[PROBLEMA PLANTEADO] Escribe la continuación del texto sobre Jesús y Juan el Bautista a partir de su última oración.

[TEXTO PROPORCIONADO]
Pero este Jesús, que parecía ser el bueno, no se corresponde con la imagen del Mesías que se había formado Juan el Bautista. Evita ser espectacular; intenta ocultarse en lugar de despertar pasiones. También hay signos que muestran un elemento completamente distinto, marcado por la misericordia y no por la justicia divina, que debería haber reducido la miseria a cenizas.
Y también hay actitudes que son preocupantes, inútiles y quizá incluso peligrosas. Este Jesús dice que esta manera de observar la ley ya no expresa el camino de la salvación. Este Jesús, que vive pobremente, proclama bienaventurados a los pobres y los orienta hacia la confianza total en Dios. Se sienta con los pecadores -publicanos y prostitutas - para convertirlos. Acompaña a los niños y juega con ellos, incluso en contra de los deseos de sus discípulos. Y también dice que el reino de los cielos pertenece a estas personas. Estas actitudes no son propias de un Maestro y un Profeta.
Es en este contexto, que entendemos el cuestionamiento de Juan el Bautista.

(Entradas de datos extraídos)

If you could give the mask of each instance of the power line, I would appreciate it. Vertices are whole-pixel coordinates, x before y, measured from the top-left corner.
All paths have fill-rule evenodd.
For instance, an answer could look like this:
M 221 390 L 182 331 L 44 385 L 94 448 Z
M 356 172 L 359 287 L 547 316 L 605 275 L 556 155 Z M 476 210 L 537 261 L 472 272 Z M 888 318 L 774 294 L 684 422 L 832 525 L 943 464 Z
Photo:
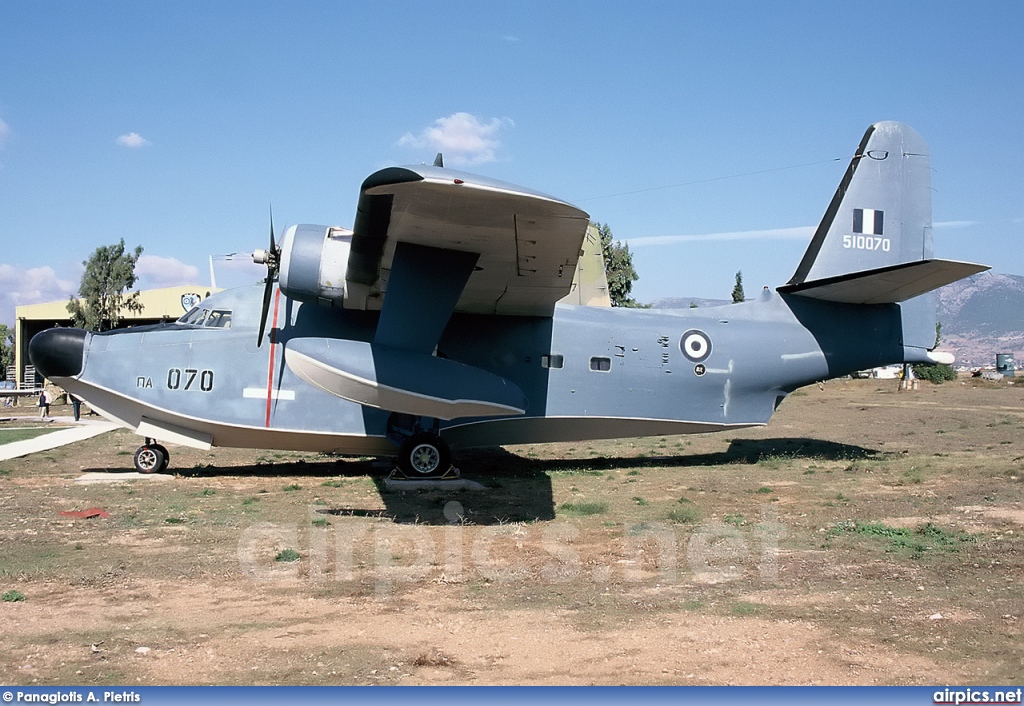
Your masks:
M 679 186 L 692 186 L 697 183 L 710 183 L 712 181 L 725 181 L 726 179 L 738 179 L 741 176 L 754 176 L 756 174 L 768 174 L 773 171 L 784 171 L 786 169 L 799 169 L 801 167 L 813 167 L 818 164 L 831 164 L 833 162 L 842 161 L 842 157 L 836 157 L 835 159 L 819 160 L 817 162 L 805 162 L 804 164 L 791 164 L 786 167 L 772 167 L 771 169 L 759 169 L 758 171 L 746 171 L 741 174 L 729 174 L 728 176 L 715 176 L 710 179 L 696 179 L 694 181 L 681 181 L 679 183 L 667 183 L 660 186 L 649 186 L 648 189 L 637 189 L 632 192 L 620 192 L 617 194 L 605 194 L 604 196 L 592 196 L 588 199 L 579 199 L 577 203 L 584 203 L 587 201 L 597 201 L 598 199 L 611 199 L 616 196 L 633 196 L 634 194 L 646 194 L 648 192 L 657 192 L 665 189 L 678 189 Z

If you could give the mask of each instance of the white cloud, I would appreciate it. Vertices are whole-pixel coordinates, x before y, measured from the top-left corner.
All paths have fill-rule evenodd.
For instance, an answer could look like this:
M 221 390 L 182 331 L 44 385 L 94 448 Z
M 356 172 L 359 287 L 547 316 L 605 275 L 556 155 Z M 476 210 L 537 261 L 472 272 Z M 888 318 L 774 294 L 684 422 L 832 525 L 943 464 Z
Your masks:
M 126 135 L 121 135 L 116 141 L 123 148 L 143 148 L 150 143 L 150 140 L 137 132 L 129 132 Z
M 482 164 L 497 159 L 495 153 L 501 147 L 498 133 L 506 126 L 514 123 L 508 118 L 493 118 L 484 123 L 469 113 L 453 113 L 438 118 L 418 135 L 407 132 L 398 144 L 442 152 L 445 163 L 454 165 Z
M 972 227 L 974 225 L 983 225 L 985 221 L 983 220 L 940 220 L 932 223 L 935 227 Z
M 53 267 L 25 269 L 0 263 L 0 323 L 13 326 L 14 307 L 67 299 L 78 292 L 78 283 L 61 280 Z
M 136 289 L 160 289 L 199 282 L 199 268 L 173 257 L 142 255 L 135 263 Z
M 672 245 L 673 243 L 695 243 L 698 241 L 726 240 L 810 240 L 814 235 L 813 225 L 798 227 L 780 227 L 769 231 L 735 231 L 733 233 L 705 233 L 694 236 L 644 236 L 642 238 L 627 238 L 631 248 L 645 245 Z

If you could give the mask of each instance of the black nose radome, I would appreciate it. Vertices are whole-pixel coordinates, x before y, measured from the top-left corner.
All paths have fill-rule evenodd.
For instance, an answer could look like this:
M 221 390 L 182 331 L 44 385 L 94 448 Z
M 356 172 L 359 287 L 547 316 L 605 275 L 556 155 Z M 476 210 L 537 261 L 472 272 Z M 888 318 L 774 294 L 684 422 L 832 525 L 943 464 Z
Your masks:
M 46 329 L 29 341 L 29 358 L 43 377 L 73 377 L 82 372 L 83 329 Z

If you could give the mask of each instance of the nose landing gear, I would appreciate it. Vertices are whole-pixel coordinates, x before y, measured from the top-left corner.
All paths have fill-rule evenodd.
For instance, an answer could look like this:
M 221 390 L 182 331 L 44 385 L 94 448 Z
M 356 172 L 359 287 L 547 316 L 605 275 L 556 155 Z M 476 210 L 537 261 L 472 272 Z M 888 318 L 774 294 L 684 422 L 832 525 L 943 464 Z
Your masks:
M 160 444 L 146 439 L 145 444 L 135 450 L 135 470 L 140 473 L 162 473 L 167 470 L 171 455 Z

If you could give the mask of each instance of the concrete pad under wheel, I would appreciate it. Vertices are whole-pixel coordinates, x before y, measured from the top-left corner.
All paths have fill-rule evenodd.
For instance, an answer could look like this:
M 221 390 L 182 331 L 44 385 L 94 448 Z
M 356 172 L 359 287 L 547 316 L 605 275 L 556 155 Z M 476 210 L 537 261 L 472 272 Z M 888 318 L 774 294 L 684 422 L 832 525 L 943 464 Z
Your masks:
M 170 481 L 174 476 L 168 473 L 138 473 L 135 471 L 125 473 L 83 473 L 75 479 L 77 486 L 89 486 L 95 483 L 123 483 L 125 481 Z

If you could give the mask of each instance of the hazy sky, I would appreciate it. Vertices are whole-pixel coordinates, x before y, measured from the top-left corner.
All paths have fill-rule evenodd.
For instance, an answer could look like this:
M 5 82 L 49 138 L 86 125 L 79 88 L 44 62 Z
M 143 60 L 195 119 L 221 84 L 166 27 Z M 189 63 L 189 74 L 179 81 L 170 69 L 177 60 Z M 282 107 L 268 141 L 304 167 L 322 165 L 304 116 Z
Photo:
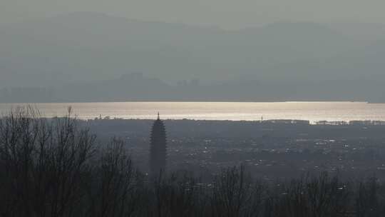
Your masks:
M 242 28 L 274 21 L 385 23 L 384 0 L 0 0 L 0 22 L 71 11 Z

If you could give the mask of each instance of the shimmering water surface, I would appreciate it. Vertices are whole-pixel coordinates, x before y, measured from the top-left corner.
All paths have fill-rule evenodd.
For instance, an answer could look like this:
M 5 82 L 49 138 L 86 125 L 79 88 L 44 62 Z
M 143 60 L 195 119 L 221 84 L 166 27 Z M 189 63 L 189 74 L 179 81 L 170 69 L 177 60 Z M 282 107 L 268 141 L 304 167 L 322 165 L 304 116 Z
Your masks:
M 0 112 L 24 104 L 0 104 Z M 364 102 L 108 102 L 34 104 L 47 117 L 62 116 L 68 106 L 79 118 L 163 118 L 255 121 L 300 119 L 318 121 L 385 121 L 385 104 Z

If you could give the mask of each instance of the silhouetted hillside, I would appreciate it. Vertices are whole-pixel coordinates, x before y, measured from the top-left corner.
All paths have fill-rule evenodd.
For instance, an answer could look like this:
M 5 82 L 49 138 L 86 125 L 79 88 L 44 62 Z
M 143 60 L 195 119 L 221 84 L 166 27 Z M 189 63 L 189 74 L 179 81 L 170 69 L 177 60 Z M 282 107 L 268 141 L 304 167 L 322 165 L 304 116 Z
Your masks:
M 71 93 L 74 90 L 79 91 L 76 94 L 78 101 L 112 96 L 115 98 L 111 100 L 119 100 L 119 93 L 127 94 L 125 91 L 135 89 L 127 84 L 128 89 L 120 89 L 118 83 L 124 81 L 117 80 L 122 74 L 140 71 L 167 84 L 143 84 L 138 89 L 148 92 L 140 94 L 135 89 L 138 100 L 156 99 L 164 93 L 169 99 L 176 100 L 381 101 L 383 92 L 379 87 L 385 82 L 385 49 L 379 40 L 385 40 L 385 36 L 369 26 L 362 29 L 376 36 L 358 39 L 349 34 L 351 26 L 341 25 L 277 23 L 225 31 L 93 12 L 2 25 L 0 89 L 7 88 L 9 92 L 22 86 L 55 90 L 49 94 L 56 96 L 44 98 L 47 101 L 73 99 Z M 360 84 L 364 76 L 366 81 Z M 201 89 L 192 92 L 177 89 L 178 96 L 173 96 L 175 89 L 160 87 L 195 79 L 205 85 L 205 97 L 199 94 L 203 91 Z M 237 85 L 245 82 L 250 84 Z M 362 86 L 359 93 L 349 87 L 357 83 Z M 309 84 L 317 84 L 316 89 L 320 91 L 312 90 Z M 329 84 L 327 89 L 322 84 Z M 233 87 L 225 91 L 227 96 L 221 89 L 225 86 Z M 265 86 L 267 89 L 261 91 Z M 68 87 L 71 89 L 65 90 Z M 95 95 L 96 89 L 103 89 L 103 93 L 98 97 L 87 94 Z M 340 94 L 329 94 L 331 90 Z M 28 94 L 14 100 L 34 98 Z

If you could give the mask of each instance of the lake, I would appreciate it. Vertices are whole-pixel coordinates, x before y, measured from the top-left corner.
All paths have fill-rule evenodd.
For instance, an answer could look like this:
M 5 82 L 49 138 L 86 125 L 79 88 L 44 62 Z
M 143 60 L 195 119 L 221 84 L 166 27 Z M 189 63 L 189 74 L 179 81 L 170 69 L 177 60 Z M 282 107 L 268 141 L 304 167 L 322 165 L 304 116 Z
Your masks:
M 0 112 L 25 104 L 0 104 Z M 71 106 L 81 119 L 101 116 L 111 118 L 255 121 L 267 119 L 318 121 L 385 121 L 384 104 L 365 102 L 103 102 L 30 104 L 46 117 L 62 116 Z

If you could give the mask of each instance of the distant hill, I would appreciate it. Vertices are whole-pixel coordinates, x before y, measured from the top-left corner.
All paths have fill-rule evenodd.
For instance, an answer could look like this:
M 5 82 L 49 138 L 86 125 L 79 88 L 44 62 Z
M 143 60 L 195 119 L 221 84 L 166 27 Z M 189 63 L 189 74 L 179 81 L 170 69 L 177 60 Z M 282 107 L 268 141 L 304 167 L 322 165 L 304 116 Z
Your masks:
M 349 94 L 341 97 L 378 99 L 382 91 L 370 84 L 373 81 L 379 86 L 385 82 L 385 36 L 378 29 L 362 25 L 360 29 L 368 32 L 357 36 L 354 26 L 276 23 L 226 31 L 93 12 L 2 25 L 0 89 L 91 88 L 118 80 L 123 74 L 140 72 L 159 79 L 165 86 L 193 79 L 217 87 L 232 84 L 236 88 L 236 84 L 249 80 L 275 84 L 269 86 L 274 89 L 265 94 L 257 88 L 247 88 L 257 94 L 255 99 L 268 99 L 271 92 L 285 99 L 287 95 L 298 96 L 301 90 L 327 99 L 330 94 L 323 96 L 322 91 L 314 93 L 307 89 L 311 86 L 304 88 L 307 84 L 302 84 L 334 81 L 349 87 L 350 81 L 356 84 L 365 78 L 362 84 L 369 86 L 354 94 L 356 91 L 344 89 L 341 93 Z M 376 36 L 367 36 L 373 34 Z M 289 89 L 297 94 L 289 94 Z M 330 89 L 338 92 L 338 85 Z M 113 91 L 110 94 L 113 95 Z M 246 94 L 234 94 L 234 97 Z

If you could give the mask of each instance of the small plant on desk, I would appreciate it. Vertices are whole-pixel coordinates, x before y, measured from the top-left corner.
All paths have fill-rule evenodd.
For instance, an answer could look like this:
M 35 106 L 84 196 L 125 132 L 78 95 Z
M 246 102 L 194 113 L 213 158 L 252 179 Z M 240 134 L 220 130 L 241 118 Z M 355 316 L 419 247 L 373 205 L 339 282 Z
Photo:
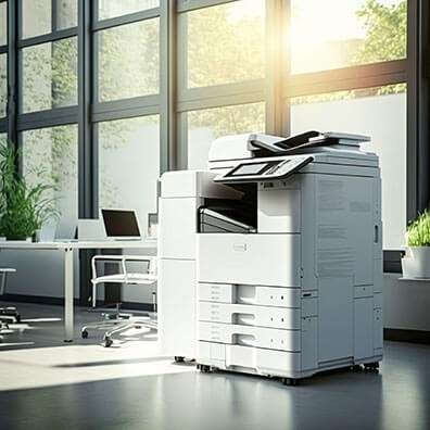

[RESPUESTA AL EJERCICIO]
Tenemos que preguntarnos qué idea de Jesús tenemos en nuestros corazones, y si el que estamos esperando coincide con el del Evangelio, o si estamos esperando a otro. Para vosotros, los diáconos, esta pregunta es aún más importante. El ministerio de servicio que estáis a punto de emprender no es distinto del de Jesús, que escandalizó a muchos y dejó perplejo a Juan el Bautista. Ser diácono significa asumir un servicio: no un servicio cualquiera o genérico, sino el modo de servir de Jesús, y nada más.
En esto punto, ¿aparecía realmente Jesús de Nazaret como aquel que tiene en su mano el juicio final, y con él la salvación o el desastre final, aquel del que dependen nuestras vidas presentes y futuras?
¿Quién, al menos una vez, en un momento de fatiga e incomprensión, no se ha hecho esta pregunta? Puede que muchos, y quizá también nosotros, en lo concreto de la vida cotidiana, nos cansemos y decidamos que Jesús, este Jesús, no es el que esperamos.
Juan permanece en este cuestionamiento. Un cuestionamiento que le oprime, pero que no descuida. No opta por un sí o un no rotundo. No tiene una respuesta definitiva. Permanece en su inseguridad. El decidido y fuerte Juan Bautista del Jordán ha dado paso a un Juan ansioso y dubitativo.
Pero este cuestionamiento indica también que sigue apegado a este Jesús, que lo ama. No le abandona, no le deja marchar, aún muestra confianza en Él, espera en Él. Juan no es tan débil como para rendirse, ni tan fuerte como para entenderlo todo. Mantiene este cuestionamiento y, en su corazón fracturado y desgarrado, permanece fiel a Jesús.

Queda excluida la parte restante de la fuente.